* _STATED TASK_
Print out each record below, unaltered and complete, without its images.

[Records from a data collection]
_ _ _

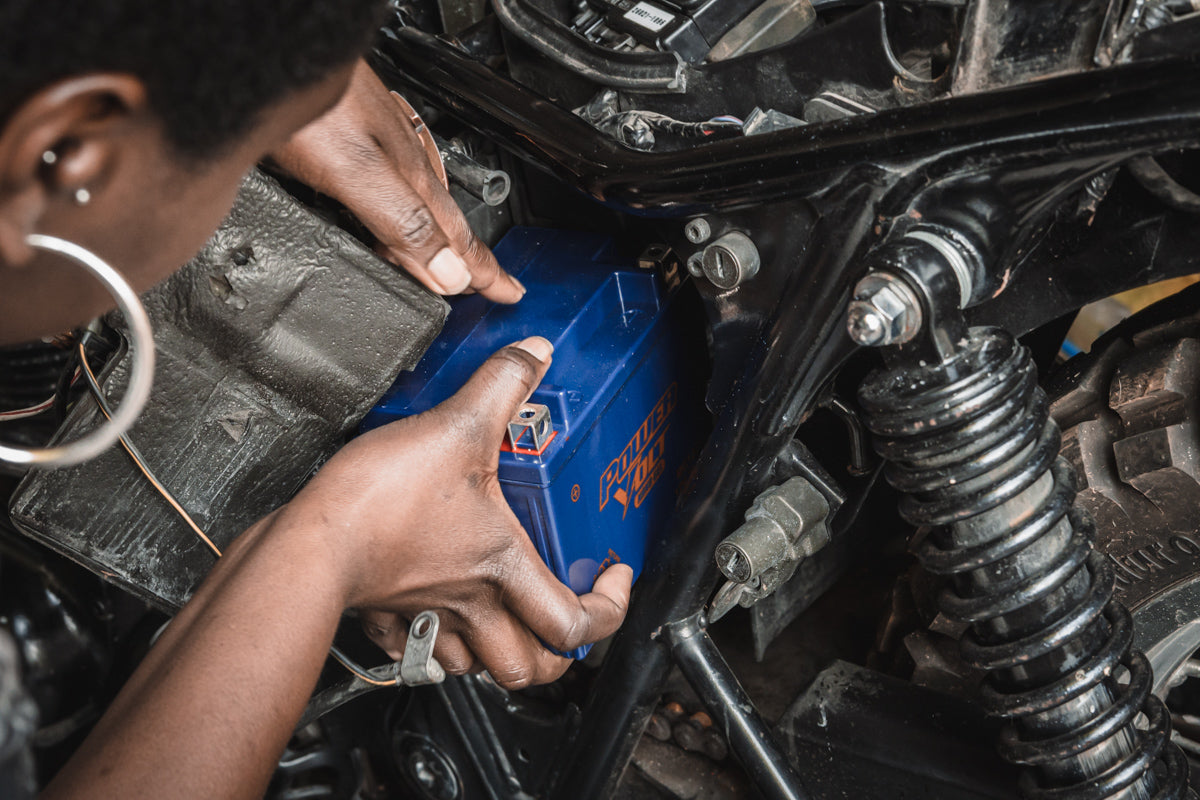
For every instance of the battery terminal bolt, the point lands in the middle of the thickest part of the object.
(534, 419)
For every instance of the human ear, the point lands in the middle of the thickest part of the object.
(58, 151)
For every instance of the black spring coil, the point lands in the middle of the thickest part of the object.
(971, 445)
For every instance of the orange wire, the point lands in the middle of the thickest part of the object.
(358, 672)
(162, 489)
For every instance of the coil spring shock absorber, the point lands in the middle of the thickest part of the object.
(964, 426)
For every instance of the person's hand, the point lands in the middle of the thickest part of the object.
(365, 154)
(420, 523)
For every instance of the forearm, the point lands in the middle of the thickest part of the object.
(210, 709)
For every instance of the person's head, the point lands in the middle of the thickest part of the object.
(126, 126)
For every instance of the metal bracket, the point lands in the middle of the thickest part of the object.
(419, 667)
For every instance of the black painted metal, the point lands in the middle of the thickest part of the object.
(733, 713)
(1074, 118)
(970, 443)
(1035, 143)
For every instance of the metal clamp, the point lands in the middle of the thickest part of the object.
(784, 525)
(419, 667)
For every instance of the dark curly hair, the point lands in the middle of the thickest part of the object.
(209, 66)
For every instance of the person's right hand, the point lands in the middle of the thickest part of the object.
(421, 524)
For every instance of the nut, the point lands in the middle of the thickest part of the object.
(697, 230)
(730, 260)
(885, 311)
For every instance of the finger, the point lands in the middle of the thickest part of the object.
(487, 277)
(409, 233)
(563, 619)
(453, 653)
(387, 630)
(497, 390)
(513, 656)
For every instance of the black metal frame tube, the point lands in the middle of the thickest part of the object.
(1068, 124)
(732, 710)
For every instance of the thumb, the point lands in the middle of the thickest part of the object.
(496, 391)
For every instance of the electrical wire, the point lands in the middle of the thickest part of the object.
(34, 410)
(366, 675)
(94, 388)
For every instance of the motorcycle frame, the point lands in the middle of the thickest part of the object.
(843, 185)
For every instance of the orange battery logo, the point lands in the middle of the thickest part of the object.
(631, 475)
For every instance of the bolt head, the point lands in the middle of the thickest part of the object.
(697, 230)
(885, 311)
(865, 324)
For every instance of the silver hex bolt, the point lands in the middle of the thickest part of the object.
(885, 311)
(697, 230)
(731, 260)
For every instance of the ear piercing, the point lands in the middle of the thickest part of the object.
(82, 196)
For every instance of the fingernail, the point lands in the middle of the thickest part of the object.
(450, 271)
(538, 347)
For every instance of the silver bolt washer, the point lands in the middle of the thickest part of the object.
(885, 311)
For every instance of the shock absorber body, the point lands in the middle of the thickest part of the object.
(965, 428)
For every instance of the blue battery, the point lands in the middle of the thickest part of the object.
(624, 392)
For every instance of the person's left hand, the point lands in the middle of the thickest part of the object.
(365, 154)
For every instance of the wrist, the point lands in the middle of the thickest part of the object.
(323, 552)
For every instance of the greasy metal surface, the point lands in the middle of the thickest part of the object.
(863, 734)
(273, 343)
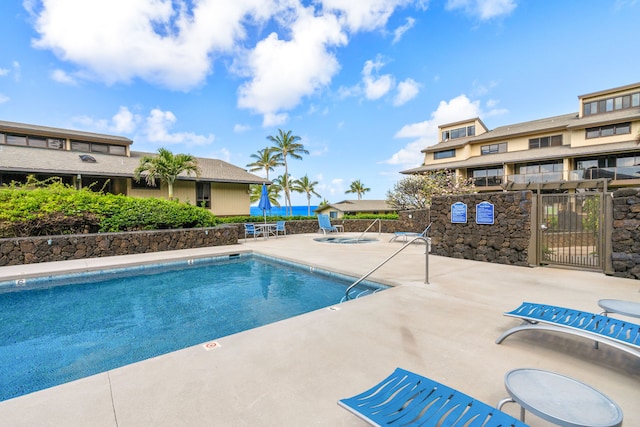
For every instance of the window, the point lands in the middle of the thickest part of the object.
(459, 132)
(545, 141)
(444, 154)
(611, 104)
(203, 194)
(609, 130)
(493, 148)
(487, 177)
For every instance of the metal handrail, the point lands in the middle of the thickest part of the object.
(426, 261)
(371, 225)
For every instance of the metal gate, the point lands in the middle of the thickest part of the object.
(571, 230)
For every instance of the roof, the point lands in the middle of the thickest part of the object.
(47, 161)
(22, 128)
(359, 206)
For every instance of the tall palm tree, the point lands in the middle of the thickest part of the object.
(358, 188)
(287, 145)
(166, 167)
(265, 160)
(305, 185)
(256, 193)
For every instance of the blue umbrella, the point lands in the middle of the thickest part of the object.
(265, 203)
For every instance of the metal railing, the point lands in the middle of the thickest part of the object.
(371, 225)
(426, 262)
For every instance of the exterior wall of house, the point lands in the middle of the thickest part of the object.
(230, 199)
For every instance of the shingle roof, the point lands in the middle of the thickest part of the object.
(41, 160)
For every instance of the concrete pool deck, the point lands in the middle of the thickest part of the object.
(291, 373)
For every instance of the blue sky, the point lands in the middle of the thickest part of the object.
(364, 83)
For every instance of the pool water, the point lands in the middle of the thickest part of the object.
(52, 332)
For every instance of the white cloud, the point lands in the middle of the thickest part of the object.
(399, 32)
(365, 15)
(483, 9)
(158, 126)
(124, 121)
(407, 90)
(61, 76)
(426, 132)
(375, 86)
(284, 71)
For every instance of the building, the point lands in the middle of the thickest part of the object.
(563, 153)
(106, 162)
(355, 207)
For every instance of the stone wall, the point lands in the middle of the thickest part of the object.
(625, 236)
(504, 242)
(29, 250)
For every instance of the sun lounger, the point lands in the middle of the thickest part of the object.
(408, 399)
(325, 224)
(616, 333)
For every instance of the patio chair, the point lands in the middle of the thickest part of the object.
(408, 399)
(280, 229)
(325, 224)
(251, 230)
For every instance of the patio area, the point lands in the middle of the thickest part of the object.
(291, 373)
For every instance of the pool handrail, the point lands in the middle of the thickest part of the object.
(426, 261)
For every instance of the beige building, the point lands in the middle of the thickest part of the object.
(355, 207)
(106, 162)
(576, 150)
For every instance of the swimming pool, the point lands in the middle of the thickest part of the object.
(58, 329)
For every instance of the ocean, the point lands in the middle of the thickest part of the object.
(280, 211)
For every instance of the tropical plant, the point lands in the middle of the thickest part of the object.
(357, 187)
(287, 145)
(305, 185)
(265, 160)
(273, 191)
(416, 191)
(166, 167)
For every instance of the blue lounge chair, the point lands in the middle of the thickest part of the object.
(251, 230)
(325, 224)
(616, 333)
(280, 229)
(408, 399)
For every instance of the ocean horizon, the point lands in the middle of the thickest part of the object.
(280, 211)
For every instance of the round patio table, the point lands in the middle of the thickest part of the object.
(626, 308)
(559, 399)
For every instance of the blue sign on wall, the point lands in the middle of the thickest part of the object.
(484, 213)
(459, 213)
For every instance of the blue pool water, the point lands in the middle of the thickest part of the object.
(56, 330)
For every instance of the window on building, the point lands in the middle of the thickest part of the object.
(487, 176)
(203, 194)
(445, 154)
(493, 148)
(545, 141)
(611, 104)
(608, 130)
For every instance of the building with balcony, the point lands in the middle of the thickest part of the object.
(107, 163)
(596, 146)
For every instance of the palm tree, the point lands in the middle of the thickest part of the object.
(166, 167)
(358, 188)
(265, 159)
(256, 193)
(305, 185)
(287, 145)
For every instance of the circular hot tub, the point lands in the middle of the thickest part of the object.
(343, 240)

_ _ _

* _THE COMPLETED TASK_
For every instance of the battery terminal bolt, the point lands in the middle of the thickest part of the object.
(534, 419)
For every instance of the human ear, the point lands in the middle of the thickest part of the object.
(58, 151)
For every instance of the black spring coil, the point lands in the middle of the thickest part of the object.
(971, 445)
For every instance of the orange wire, the point lands in the middle of the thickest part of the object.
(358, 672)
(162, 489)
For every instance of the coil spring shock absorber, the point lands in the middle of the thickest part of the object.
(964, 426)
For every instance of the person's hand, the point lands in the middle of the thickest part of the object.
(365, 154)
(420, 523)
For every instance of the forearm, the point lands in the middle of the thickest part of the object.
(210, 709)
For every instance of the person's head, the point lands in the middle of the thickest part of the object.
(126, 126)
For every instance of the metal bracket, the point lands in the middle of the thickest part of the object.
(419, 667)
For every instance of the black painted metal, the point lands in the middle of the thickest part of the object.
(733, 713)
(1074, 118)
(970, 443)
(1035, 143)
For every instance of the metal clamp, the point lands in the middle of the thickest part of the object.
(784, 525)
(419, 667)
For every instance of the dark curly hair, the point lands in the middle of the thickest part of the object.
(209, 66)
For every instance of the person's right hand, the point lands in the middle of the thickest part of the object.
(421, 524)
For every instance of the nut, the point lands in the middle of the thickest part of the object.
(697, 230)
(730, 260)
(885, 311)
For every instance of the finger, the point lands in the middle of the thickest part of the object.
(487, 277)
(409, 233)
(563, 619)
(453, 653)
(387, 630)
(497, 390)
(513, 656)
For every instance of the black metal frame tube, the point lands in the middle of the thickest part of the object.
(1068, 124)
(732, 710)
For every instance of the thumb, the point lands in the middle of the thickest part of the object.
(496, 391)
For every instance of the electrical wire, the point lands in the middle of the thickest part of the object.
(34, 410)
(366, 675)
(94, 388)
For every instance of the motorcycle frame, the point lands in the middle of the thickest part of the object.
(843, 185)
For every instance of the orange battery logo, the point lands in the middle of the thickest part of the object.
(631, 475)
For every instance of the bolt head, the point lands in the middle of the thickest part of the object.
(697, 230)
(885, 311)
(865, 324)
For every instance of the silver hex bolt, the point lands in the middle of the thickest part of the object.
(885, 311)
(697, 230)
(731, 260)
For every instance of the ear piercing, the point lands in the middle of the thickest part of the object.
(82, 196)
For every instance of the fingernail, the point lands in the middle of the thickest part of the object.
(450, 271)
(538, 347)
For every instance of the silver bolt washer, the point lands in the middle of the thickest part of the object.
(885, 311)
For every instance of the shock absorber body, the point lands in the middle of the thickest part of the object.
(965, 428)
For every instance of the blue battery, the point lands in the middle of the thickest part of the object.
(624, 392)
For every instance of the person's left hand, the point lands in the middle of the thickest part of the object.
(365, 154)
For every instance of the wrist, the point lands in the middle of the thickest part of the object.
(323, 552)
For every instance of the greasy metal surface, the point lands in the middle of the thickest part of the object.
(863, 734)
(273, 343)
For every instance of the window, the point lands in the middle of the thickest part of the object.
(459, 132)
(545, 141)
(444, 154)
(611, 104)
(203, 194)
(609, 130)
(493, 148)
(487, 177)
For every instance of the metal handrail, the point lands in the middle of the thickest part of the object.
(426, 261)
(371, 225)
For every instance of the metal gate, the point lands in the middle of the thickest part of the object.
(571, 230)
For every instance of the roof, the point lands in the middle of the thickest part of the object.
(47, 161)
(22, 128)
(359, 206)
For every instance of the tall palm tree, the point lands in the middle of the thickest part of the object.
(358, 188)
(287, 145)
(166, 167)
(265, 160)
(305, 185)
(256, 193)
For every instance of the blue umbrella, the point lands in the middle of the thickest part of the object.
(265, 203)
For every instance of the metal railing, the point lands in the middle of the thickest part of the object.
(371, 225)
(426, 262)
For every instance of the exterior wall of house, the point lands in the middle of the thickest part of the object.
(230, 199)
For every instance of the shingle roof, the point lands in the middle of the thickest part of the object.
(41, 160)
For every instance of the concrete pool deck, the point lands in the middle of the thickest part of the object.
(291, 373)
For every instance of the blue sky, the point lands in the middle of the thickest part of the object.
(364, 83)
For every instance of the pool water, the point lands in the middle of the thickest part of the object.
(52, 332)
For every instance of the white cloud, the point lands in the middle of the thickest part of the object.
(399, 32)
(365, 15)
(483, 9)
(158, 126)
(124, 121)
(407, 90)
(61, 76)
(426, 132)
(375, 86)
(284, 71)
For every instance of the building, the point lands in the middle of the thickest part of the object.
(563, 153)
(106, 162)
(355, 207)
For every instance of the stone wall, the point lands in the middle of the thickest part of the object.
(625, 236)
(504, 242)
(29, 250)
For every instance of the sun lounger, the point lands in the middle of the thickest part of the object.
(408, 399)
(325, 224)
(616, 333)
For every instance of the patio chair, the point lands in the middle of the thickest part of the object.
(408, 399)
(280, 229)
(325, 224)
(251, 230)
For every instance of the patio area, the point lands in the middle of the thickest part of the object.
(291, 373)
For every instance of the pool handrail, the point lands in the middle of the thickest part of the object.
(426, 261)
For every instance of the beige building, the point lands in the middle of the thickest part of the object.
(355, 207)
(106, 162)
(576, 150)
For every instance of the swimming pool, the point lands in the middle of the thickest part of the object.
(58, 329)
For every instance of the ocean, the point lands in the middle of the thickest part of the object.
(280, 211)
For every instance of the tropical plant, the point lands in the middle of the thickest part of the object.
(357, 187)
(287, 145)
(305, 185)
(265, 160)
(273, 191)
(416, 191)
(166, 167)
For every instance of the blue lounge chair, the point lands in the middle of the thickest part of the object.
(251, 230)
(325, 224)
(616, 333)
(280, 229)
(408, 399)
For every instance of the ocean horizon, the point lands in the middle of the thickest part of the object.
(280, 211)
For every instance of the round patio table, the point lands in the middle of the thickest part of the object.
(626, 308)
(559, 399)
For every instance of the blue sign on wall, the point lands in the middle of the thickest part of the object.
(484, 213)
(459, 213)
For every instance of the blue pool water, the point lands in the middle of the thickest part of the object.
(56, 330)
For every instance of the window on building, the point lands in the middle of the thickest part of the object.
(487, 176)
(203, 194)
(445, 154)
(493, 148)
(545, 141)
(611, 104)
(608, 130)
For every instance of the building with balcony, the point lands in the middle of the thickest part of the object.
(107, 163)
(596, 146)
For every instance of the palm tree, the point lands in the middle of the thickest part of the object.
(166, 167)
(358, 188)
(265, 159)
(256, 193)
(305, 185)
(287, 145)
For every instance of the circular hot tub, the point lands in the middle of the thickest part of the object.
(343, 240)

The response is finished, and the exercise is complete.